Render the listing as a Markdown table with the columns Number and Listing line, starting at the line that contains "white baseboard, imagine" and ending with the final line of the listing, both included. Omit blank lines and the pictures.
* * * * * * *
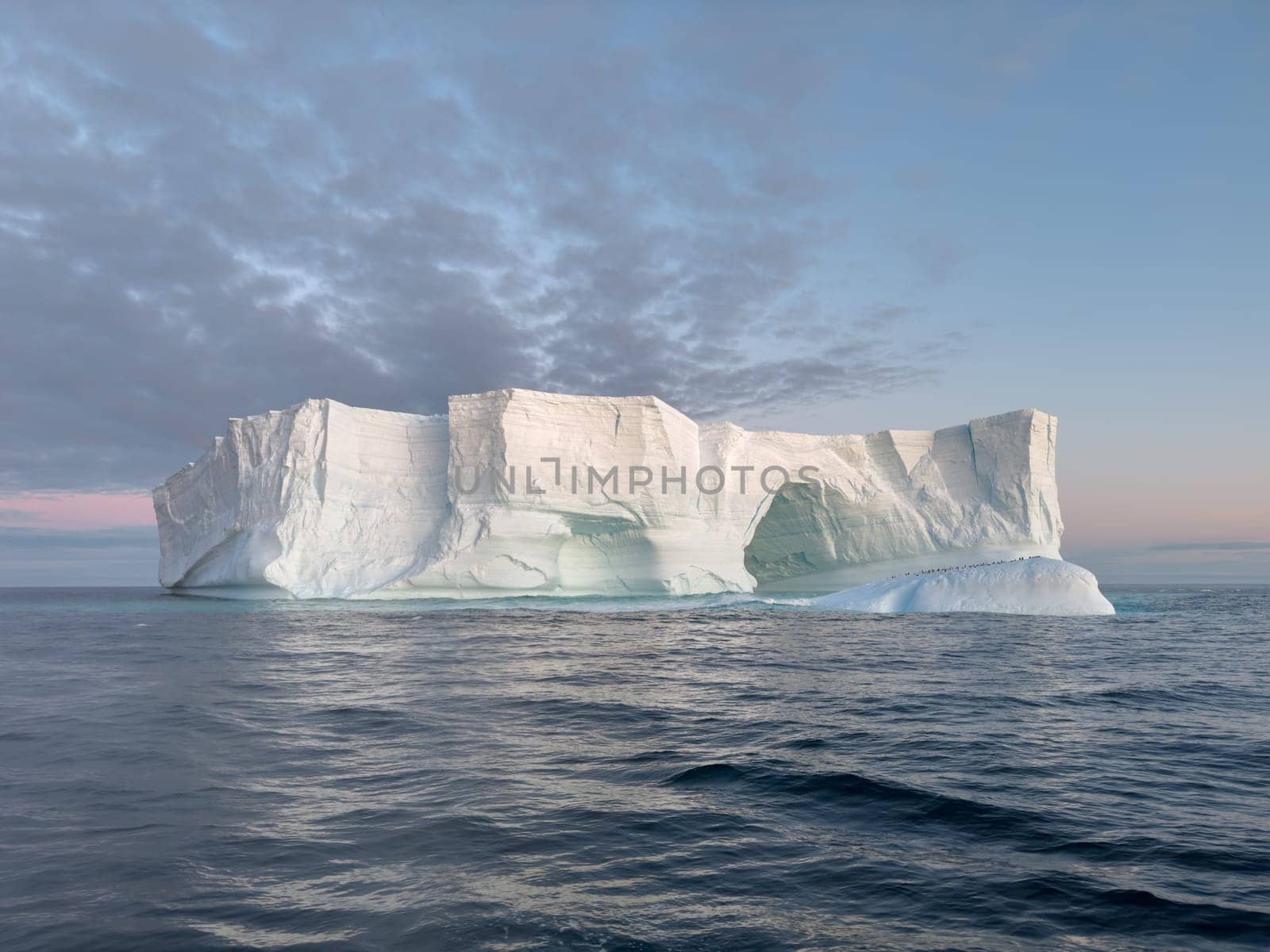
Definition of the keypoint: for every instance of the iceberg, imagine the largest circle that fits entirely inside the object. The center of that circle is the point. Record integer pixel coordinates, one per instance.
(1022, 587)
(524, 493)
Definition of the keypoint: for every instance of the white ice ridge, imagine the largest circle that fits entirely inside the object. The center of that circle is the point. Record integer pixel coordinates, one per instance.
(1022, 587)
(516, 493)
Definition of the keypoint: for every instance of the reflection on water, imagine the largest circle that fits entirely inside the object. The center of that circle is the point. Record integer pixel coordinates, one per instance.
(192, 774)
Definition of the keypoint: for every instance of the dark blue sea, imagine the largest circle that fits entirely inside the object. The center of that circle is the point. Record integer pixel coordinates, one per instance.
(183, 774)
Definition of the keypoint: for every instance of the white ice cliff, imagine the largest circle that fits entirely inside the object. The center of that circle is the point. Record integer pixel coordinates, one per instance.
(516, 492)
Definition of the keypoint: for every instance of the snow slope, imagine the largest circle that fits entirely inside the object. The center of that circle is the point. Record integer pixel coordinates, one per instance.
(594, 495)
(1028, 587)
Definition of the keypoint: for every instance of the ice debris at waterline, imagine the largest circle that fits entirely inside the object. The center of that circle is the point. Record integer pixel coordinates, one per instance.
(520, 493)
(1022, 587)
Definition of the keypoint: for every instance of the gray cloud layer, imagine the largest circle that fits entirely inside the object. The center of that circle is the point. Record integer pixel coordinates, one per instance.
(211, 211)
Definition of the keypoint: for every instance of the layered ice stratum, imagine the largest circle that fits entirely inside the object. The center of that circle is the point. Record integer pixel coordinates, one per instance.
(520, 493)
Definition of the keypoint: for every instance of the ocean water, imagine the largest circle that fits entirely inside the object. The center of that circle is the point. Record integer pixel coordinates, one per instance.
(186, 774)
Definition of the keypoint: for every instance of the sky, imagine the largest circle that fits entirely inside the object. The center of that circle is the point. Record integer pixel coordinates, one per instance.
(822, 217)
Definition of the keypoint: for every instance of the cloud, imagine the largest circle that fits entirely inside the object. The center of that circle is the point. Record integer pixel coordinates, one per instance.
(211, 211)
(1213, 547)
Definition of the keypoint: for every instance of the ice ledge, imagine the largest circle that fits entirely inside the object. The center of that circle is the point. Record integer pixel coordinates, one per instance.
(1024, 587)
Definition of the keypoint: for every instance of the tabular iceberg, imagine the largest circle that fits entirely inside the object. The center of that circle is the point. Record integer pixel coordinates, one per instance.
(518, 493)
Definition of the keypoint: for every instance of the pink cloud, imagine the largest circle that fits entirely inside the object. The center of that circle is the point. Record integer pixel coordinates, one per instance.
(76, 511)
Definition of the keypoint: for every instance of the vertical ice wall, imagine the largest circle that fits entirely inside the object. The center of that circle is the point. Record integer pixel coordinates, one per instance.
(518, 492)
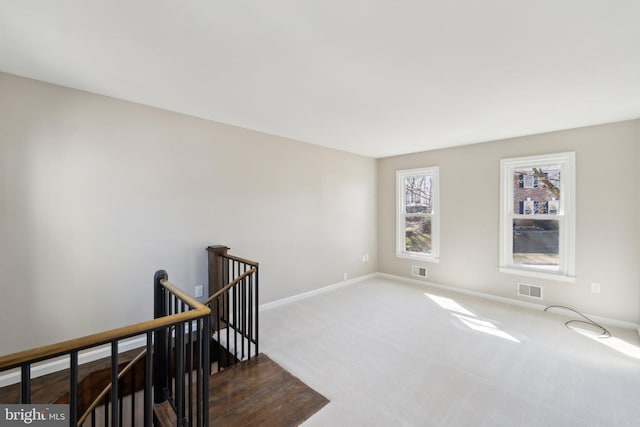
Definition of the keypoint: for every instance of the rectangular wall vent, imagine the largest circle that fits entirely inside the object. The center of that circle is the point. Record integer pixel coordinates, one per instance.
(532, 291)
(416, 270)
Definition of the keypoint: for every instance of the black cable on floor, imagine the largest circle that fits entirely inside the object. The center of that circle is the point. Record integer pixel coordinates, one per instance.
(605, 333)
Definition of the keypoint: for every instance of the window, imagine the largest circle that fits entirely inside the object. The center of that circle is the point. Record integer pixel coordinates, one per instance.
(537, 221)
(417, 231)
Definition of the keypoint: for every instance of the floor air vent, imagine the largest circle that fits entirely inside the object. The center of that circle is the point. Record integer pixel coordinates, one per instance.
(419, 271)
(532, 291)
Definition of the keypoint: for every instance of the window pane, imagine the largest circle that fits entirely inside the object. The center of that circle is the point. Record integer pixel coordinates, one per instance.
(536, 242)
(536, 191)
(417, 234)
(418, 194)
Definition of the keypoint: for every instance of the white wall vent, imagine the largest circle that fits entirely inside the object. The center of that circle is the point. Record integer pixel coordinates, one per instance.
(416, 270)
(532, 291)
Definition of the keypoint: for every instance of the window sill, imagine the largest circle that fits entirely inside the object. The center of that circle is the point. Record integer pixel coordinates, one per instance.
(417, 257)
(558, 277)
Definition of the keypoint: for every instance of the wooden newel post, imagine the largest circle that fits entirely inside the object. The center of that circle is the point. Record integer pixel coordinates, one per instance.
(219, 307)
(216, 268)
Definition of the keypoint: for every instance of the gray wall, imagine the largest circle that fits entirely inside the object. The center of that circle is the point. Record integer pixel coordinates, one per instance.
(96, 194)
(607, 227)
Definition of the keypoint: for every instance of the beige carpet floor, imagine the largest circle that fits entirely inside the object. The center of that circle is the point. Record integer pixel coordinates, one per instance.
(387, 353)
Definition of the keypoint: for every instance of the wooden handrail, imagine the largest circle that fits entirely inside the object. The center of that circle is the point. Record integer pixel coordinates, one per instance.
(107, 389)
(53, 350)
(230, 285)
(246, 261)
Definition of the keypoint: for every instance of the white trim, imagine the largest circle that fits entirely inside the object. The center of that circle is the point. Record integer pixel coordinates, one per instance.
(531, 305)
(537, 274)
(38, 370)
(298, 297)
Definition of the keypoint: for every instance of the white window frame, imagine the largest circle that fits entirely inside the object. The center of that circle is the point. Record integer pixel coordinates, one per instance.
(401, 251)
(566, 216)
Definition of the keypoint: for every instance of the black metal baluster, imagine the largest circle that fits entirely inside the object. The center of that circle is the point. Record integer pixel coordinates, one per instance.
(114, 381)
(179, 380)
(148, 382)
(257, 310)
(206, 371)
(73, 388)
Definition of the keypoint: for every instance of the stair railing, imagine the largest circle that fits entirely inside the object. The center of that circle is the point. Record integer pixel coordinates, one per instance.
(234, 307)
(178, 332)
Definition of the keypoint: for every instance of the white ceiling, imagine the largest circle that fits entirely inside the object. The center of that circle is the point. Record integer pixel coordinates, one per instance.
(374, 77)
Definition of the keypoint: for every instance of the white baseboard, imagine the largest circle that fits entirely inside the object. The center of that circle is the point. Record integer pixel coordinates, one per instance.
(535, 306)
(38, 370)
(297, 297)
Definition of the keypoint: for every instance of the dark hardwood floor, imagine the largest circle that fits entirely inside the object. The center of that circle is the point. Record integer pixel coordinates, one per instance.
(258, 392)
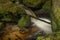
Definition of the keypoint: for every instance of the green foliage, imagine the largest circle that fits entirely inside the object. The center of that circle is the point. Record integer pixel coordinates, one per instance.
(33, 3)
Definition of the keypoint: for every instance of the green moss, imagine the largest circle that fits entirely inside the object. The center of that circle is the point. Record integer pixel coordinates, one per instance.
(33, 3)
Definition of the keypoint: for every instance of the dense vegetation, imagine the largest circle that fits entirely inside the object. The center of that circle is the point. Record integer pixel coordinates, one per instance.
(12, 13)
* * * * * * *
SOLUTION TO THE EXERCISE:
| Number | Listing line |
|---|---|
| 1 | Definition of the keypoint: for every instance of the white baseboard, imagine the largest circle that fits entirely inside the object. The center of that circle is the point. Record integer pixel coordinates, one per instance. |
| 2 | (535, 306) |
| 3 | (38, 370) |
| 4 | (297, 297) |
| 5 | Definition of the keypoint: for every instance of the dark hardwood floor, imagine the largest circle that fits entirely inside the object. The center of that circle is the point. Record integer pixel coordinates, one per instance. |
| 6 | (258, 392) |
| 7 | Definition of the keypoint: for every instance of the green foliage, imagine the largest circle that fits entirely inside the object. The center of that circle is the point. Record integer pixel coordinates, one per instance. |
| 8 | (33, 3) |
| 9 | Definition of the keypoint: for every instance of the green moss, imagine the largest circle that fits entirely inside the object. The center of that circle is the point. Record integer pixel coordinates, one per instance. |
| 10 | (33, 3) |
| 11 | Definition of the keypoint: for every instance of the dense vegetation, imagine the largest circle that fits entirely inside the object. The center of that circle is the point. Record integer pixel coordinates, one per instance. |
| 12 | (12, 13) |